> **Provided passage**:
::::

In [1]:
import PyPDF2
import re

In [2]:
reader = PyPDF2.PdfReader('./c1 psych.pdf')

In [3]:
# problem
reader.pages[1].extract_text().split('\n')[61]

'Central Cape Gir 1:58.61  SO Kennedy Ringwald 7St. Francis Borg 1:59.16  SO Addison Pfeiffer 8'

In [4]:
def split_merged_line(line):
    """Splits a merged line into separate records when two swimmers' entries are combined."""
    time_pattern = r'(\d{1,2}:\d{2}\.\d{2}|\d{2}\.\d{2})'
    
    matches = list(re.finditer(time_pattern, line))

    if len(matches) <= 1:
        return [line] # ok

    split_match = re.search(r'(\d+)([A-Z])', line)

    if split_match:
        split_point = split_match.start(2)
        return [line[:split_point].strip(), line[split_point:].strip()]

    return [line]

In [5]:
split_merged_line('Central Cape Gir 1:58.61  SO Kennedy Ringwald 7St. Francis Borg 1:59.16  SO Addison Pfeiffer 8')

['Central Cape Gir 1:58.61  SO Kennedy Ringwald 7',
 'St. Francis Borg 1:59.16  SO Addison Pfeiffer 8']

In [6]:
output_file = 'psych_res_individual.txt'

with open(output_file, 'w') as f:
    event_name = ""

    for page in reader.pages:
        lines = page.extract_text().split('\n')

        for line in lines:
            if "Event" in line and "Girls" in line and "Yard" in line and "Relay" not in line: # process relays later
                new_name = re.sub(r'Event\s+\d+\s+\.+\((.+?)\)', r'\1', line).strip()
                new_name = " ".join(new_name.split())
                if new_name in event_name:
                    continue # reading header of a new page
                else:
                    event_name = new_name
                    f.write(f"EVENT NAME: {event_name}\n")
                continue

            possible_records = split_merged_line(line)
            for line in possible_records:
                match = re.match(r'(.+?)\s+(\d{1,2}:\d{2}\.\d{2}|\d{2}\.\d{2})\s+(\w{2})\s+([A-Za-z-]+(?:\s+[A-Za-z-]+)*)\s+(\d+)', line)

                if match:
                    school, time, grade, name, place = match.groups()
                    f.write(f"{school}\t{time}\t{grade}\t{name}\t{place}\n")

::::

> **Task prompt**:
In the notebook code above, to which output file are the parsed results written?

> **Rows**:
::::

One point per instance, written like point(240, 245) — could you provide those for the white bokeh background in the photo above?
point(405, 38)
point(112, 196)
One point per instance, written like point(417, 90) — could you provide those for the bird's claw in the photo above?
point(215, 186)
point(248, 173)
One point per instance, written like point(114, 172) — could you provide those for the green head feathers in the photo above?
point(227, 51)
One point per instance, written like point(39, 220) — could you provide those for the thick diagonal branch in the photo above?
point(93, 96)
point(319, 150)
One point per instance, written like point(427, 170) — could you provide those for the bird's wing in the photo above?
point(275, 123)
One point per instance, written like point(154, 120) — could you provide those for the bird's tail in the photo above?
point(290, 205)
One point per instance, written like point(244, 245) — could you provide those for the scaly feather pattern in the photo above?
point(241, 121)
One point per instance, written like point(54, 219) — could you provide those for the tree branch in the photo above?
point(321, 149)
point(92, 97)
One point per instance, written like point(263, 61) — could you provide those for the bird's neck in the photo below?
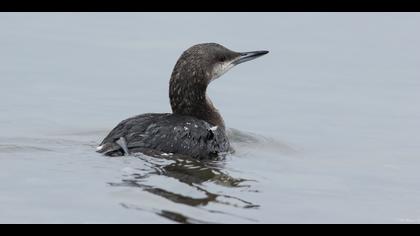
point(192, 100)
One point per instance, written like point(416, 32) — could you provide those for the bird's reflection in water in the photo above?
point(191, 172)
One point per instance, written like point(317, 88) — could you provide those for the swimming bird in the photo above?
point(195, 127)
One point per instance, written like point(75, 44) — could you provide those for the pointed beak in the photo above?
point(247, 56)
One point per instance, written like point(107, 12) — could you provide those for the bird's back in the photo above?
point(167, 133)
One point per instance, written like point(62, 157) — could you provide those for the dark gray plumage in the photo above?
point(195, 128)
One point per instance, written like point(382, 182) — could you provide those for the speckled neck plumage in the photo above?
point(188, 96)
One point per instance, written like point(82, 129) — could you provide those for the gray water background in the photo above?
point(326, 125)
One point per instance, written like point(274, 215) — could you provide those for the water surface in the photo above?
point(326, 126)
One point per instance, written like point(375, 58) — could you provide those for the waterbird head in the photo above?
point(195, 69)
point(203, 63)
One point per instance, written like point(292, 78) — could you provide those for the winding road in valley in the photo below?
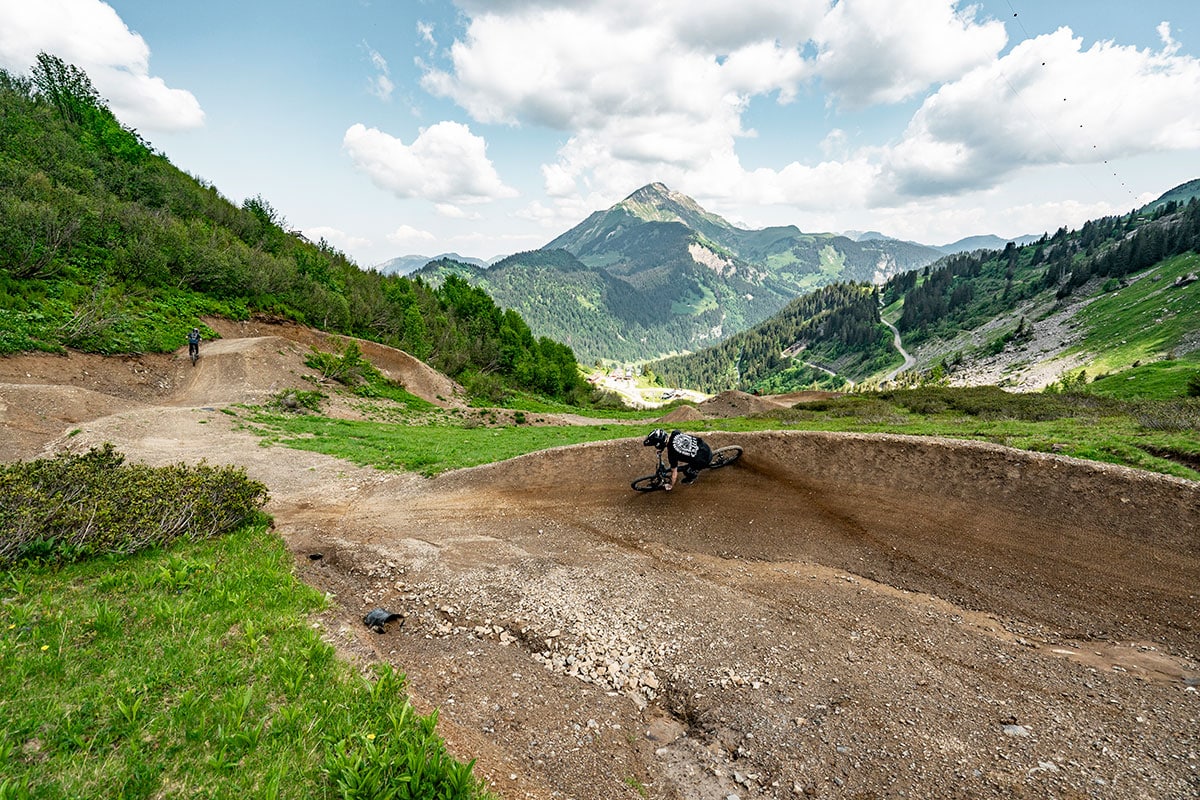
point(909, 361)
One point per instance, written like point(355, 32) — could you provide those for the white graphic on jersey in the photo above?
point(685, 444)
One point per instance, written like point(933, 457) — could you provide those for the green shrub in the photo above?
point(349, 368)
point(69, 507)
point(298, 401)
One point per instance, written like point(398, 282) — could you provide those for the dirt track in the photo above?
point(837, 615)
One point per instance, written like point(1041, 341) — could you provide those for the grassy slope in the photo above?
point(192, 672)
point(1157, 435)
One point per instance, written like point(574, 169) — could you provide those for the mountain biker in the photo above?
point(193, 343)
point(682, 447)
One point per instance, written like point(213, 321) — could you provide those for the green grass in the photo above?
point(1157, 435)
point(195, 672)
point(426, 449)
point(1145, 320)
point(1165, 379)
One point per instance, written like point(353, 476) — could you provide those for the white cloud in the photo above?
point(381, 84)
point(453, 211)
point(888, 50)
point(1049, 102)
point(445, 163)
point(641, 84)
point(409, 235)
point(337, 238)
point(90, 35)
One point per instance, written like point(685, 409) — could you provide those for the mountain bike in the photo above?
point(661, 477)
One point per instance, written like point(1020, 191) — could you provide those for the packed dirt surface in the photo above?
point(837, 615)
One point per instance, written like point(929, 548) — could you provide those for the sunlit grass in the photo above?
point(1139, 434)
point(192, 672)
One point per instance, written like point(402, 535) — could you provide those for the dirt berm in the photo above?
point(835, 615)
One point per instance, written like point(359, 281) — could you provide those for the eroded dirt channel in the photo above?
point(835, 617)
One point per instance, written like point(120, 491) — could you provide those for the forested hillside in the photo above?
point(105, 246)
point(963, 292)
point(603, 316)
point(835, 329)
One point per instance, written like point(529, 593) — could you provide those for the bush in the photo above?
point(70, 507)
point(298, 401)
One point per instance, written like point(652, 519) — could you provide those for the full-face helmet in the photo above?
point(658, 438)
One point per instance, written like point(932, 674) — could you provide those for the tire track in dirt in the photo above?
point(834, 614)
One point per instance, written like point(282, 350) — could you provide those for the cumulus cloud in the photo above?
point(657, 85)
point(90, 35)
point(336, 238)
point(888, 50)
point(381, 83)
point(1049, 102)
point(409, 235)
point(445, 163)
point(660, 88)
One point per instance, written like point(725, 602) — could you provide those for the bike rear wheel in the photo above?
point(647, 483)
point(725, 456)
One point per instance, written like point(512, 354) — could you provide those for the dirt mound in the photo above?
point(683, 414)
point(735, 403)
point(793, 398)
point(415, 376)
point(834, 615)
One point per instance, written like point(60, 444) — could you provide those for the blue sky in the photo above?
point(486, 127)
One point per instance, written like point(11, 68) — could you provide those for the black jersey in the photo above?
point(689, 449)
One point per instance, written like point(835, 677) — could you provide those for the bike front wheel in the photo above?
point(725, 456)
point(647, 483)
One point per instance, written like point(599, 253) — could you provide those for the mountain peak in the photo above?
point(657, 203)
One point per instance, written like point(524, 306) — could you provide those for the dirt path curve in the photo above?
point(837, 615)
point(899, 346)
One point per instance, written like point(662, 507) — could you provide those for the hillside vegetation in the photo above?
point(1125, 283)
point(657, 275)
point(1127, 286)
point(835, 329)
point(107, 247)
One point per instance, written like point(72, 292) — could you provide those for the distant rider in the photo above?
point(193, 343)
point(691, 450)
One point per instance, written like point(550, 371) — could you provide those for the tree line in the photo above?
point(837, 326)
point(106, 246)
point(961, 292)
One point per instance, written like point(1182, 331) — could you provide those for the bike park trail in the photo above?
point(834, 615)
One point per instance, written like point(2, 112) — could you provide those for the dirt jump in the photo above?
point(837, 615)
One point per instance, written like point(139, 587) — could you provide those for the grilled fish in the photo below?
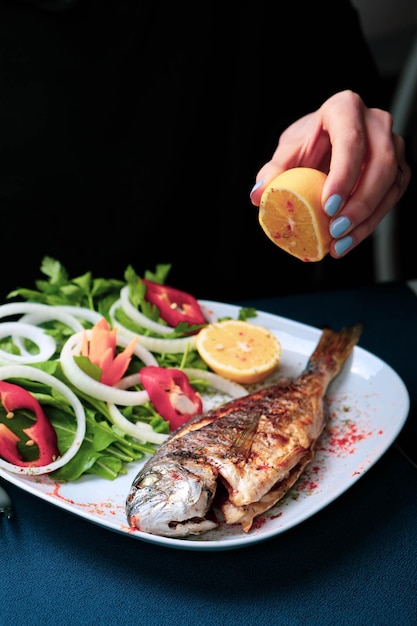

::::

> **Task solution**:
psych_res_individual.txt